> SEITENTEXT:

ENTENBLAU - Eine Geschichte von Lilia - Astrolibrium

ENTENBLAU – Eine Geschichte von Lilia

Sind Sie noch da? Danke. „Entenblau“ von Lilia ist eine facettenreich angelegte und doch minimalistisch erzählte Geschichte von augenscheinlichen Gegensätzen, von tief empfundener Freundschaft und Liebe, von Fürsorge und vom Vergessen. Wann treffen wir in freier Wildbahn auf eine Ente und ein Krokodil, die auf einen langen gemeinsam erlebten Lebensweg zurückblicken können? Wann haben wir je von einem Kroko-Baby gehört, das einsam und verlassen von einer Ente gefunden und quasi adoptiert wurde, an „entenkükenstatt“ angenommen sozusagen? Wann durften wir je in der Erinnerung eines heranwachsenden Krokodils miterleben, wie es alles von einer Ente beigebracht bekommt? Nie zuvor ist mir das in einem liebevoll illustrierten Bilderbuch begegnet. Im Buch und im wahren Leben erreicht auch diese Geschichte ihren Wendepunkt, als das Krokodil – jetzt ausgewachsen und stolz auf die Vergangenheit – feststellen muss, dass seine in die Jahre gekommene Entenmama ihre Erinnerungen verliert… Alles verblasst. Das wundervolle Entenblau der Vergangenheit beginnt zu schwinden…

Was im Bilderbuch ohne jeden Schnickschnack und Ablenkung –  sozusagen „en point“ – illustriert und erzählt ist, lässt uns als Vorlesende und Mitlesende viel Raum, um unsere Kinder an die Hände zu nehmen und durch die Geschichte zu führen. Es ist die ungewöhnliche Beziehung zwischen Ente und Krokodil, die wir erklären können. Wir können hervorheben, wie unterschiedlich beide sind. Wir dürfen Vergleiche ziehen, weil es bei Adoptionen bei Menschen ja auch so ist. Und wir können die Entenmama loben, weil sie das kleine Krokodil einfach Krokodil sein lässt, ohne es zu verbiegen. Lilia lässt nichts aus, selbst der abzuwischende Krokodilhintern spielt eine Rolle. Als die alte Ente dann im Vergessen versinkt, werden die Rollen getauscht. Das Krokodil übernimmt. Die Verantwortung wird unmittelbar spürbar. Es gibt keine Ausreden. Nein. Die Fürsorge ist dem einst kleinen Krokodil, das nun so erwachsen ist, von der Entenmama in die Wiege gelegt worden. Jetzt spielt auch der Entenpopo eine große Rolle. Hygiene ist wichtig bei Demenz.

> DATENSATZ:

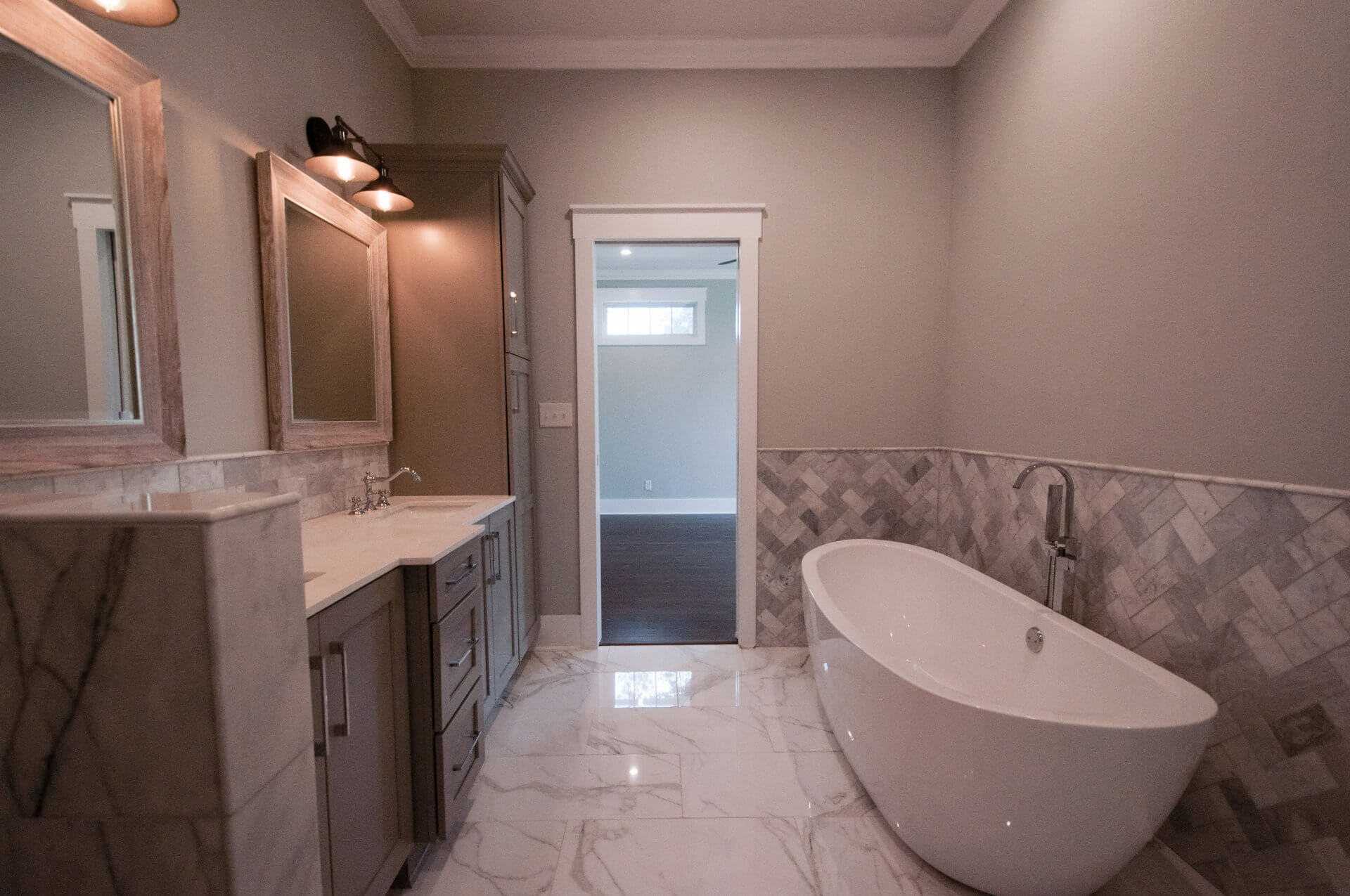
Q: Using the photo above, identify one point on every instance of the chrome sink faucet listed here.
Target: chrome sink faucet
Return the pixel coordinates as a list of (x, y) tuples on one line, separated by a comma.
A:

...

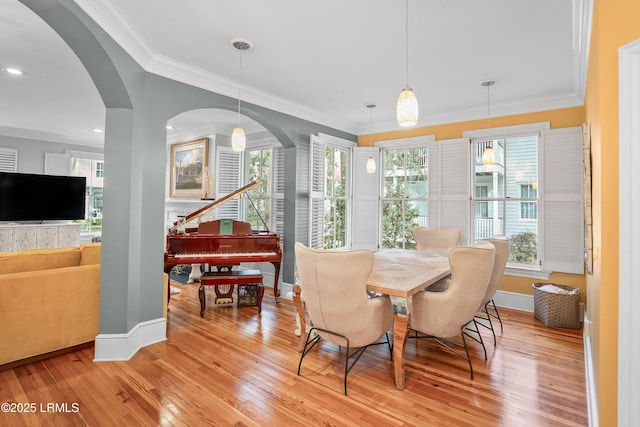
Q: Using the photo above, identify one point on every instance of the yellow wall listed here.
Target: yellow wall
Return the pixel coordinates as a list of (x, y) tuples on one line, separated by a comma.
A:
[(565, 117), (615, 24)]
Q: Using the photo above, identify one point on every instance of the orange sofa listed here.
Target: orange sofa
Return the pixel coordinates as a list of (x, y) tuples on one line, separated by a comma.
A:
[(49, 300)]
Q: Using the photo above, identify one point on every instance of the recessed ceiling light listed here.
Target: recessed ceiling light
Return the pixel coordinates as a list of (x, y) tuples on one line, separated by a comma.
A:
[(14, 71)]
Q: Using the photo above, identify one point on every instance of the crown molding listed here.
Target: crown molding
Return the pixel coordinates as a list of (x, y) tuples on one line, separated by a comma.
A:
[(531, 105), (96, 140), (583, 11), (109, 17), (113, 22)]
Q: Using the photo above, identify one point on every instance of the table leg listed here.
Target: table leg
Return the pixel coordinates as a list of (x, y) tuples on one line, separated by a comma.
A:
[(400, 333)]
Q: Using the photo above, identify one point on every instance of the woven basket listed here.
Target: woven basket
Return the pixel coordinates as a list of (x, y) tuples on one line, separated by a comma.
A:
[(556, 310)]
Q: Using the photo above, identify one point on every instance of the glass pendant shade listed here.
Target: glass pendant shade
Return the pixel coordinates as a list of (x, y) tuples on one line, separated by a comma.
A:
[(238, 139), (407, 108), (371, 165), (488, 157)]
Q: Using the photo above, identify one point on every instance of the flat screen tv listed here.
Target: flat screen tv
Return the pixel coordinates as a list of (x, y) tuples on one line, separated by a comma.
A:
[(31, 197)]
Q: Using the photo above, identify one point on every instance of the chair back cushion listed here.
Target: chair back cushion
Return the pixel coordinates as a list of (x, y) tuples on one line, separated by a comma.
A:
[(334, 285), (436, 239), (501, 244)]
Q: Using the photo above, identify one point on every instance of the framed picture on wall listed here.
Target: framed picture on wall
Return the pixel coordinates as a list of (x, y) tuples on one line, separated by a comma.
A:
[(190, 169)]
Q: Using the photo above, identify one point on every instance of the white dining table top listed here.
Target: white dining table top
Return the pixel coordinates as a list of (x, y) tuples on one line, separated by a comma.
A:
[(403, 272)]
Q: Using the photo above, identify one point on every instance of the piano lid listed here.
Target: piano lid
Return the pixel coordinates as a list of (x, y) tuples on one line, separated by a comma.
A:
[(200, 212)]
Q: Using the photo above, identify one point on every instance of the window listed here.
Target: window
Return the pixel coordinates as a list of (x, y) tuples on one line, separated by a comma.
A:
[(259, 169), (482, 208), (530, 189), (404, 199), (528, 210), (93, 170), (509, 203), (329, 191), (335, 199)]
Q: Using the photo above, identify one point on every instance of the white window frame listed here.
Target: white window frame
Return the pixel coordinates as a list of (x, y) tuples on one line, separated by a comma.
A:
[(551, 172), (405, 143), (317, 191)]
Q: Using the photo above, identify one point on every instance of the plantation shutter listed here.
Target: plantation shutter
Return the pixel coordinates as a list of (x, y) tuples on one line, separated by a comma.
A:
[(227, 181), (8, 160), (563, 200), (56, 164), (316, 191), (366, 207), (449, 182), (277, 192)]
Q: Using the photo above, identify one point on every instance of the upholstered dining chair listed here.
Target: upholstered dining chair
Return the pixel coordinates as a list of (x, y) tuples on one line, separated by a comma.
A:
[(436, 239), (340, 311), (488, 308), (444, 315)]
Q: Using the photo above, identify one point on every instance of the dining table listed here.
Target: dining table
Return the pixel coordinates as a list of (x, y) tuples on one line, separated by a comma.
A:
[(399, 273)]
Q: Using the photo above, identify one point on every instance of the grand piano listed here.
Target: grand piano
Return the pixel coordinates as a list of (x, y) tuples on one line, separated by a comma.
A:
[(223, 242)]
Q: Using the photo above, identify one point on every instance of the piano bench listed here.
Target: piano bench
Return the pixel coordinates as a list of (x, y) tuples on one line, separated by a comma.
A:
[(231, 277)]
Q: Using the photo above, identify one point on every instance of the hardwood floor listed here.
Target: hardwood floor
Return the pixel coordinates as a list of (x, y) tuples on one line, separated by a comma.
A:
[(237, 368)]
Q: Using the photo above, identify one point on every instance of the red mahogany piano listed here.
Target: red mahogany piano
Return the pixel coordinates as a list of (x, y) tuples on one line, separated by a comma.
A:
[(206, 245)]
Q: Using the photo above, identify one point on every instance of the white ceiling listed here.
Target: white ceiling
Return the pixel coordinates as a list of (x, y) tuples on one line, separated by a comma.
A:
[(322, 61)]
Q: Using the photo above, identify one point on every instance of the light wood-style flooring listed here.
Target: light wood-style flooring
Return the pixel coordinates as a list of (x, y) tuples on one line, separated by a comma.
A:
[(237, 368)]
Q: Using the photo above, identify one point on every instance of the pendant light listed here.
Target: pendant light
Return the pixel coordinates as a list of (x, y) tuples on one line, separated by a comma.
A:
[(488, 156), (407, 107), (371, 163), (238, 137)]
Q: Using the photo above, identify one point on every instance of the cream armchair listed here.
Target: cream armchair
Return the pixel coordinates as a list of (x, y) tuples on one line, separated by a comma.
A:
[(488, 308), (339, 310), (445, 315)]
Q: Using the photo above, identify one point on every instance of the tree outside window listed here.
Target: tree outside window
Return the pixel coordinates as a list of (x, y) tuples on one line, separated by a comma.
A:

> AUFGABE:
Entscheiden Sie für jede Aussage, ob sie mit dem Seitentext übereinstimmt, und antworten Sie jeweils mit Ja oder Nein und einem wörtlichen Zitat der entscheidenden Textstelle. 1. Das Krokodil wurde als Baby von einer Ente gefunden. 2. Im Buch ist es das Krokodil, das seine Erinnerungen verliert. 3. Die Entenmama versucht, aus dem kleinen Krokodil eine Ente zu machen.

> LÖSUNG:
1. Ja: „das einsam und verlassen von einer Ente gefunden und quasi adoptiert wurde“
2. Nein: „dass seine in die Jahre gekommene Entenmama ihre Erinnerungen verliert“
3. Nein: „weil sie das kleine Krokodil einfach Krokodil sein lässt, ohne es zu verbiegen“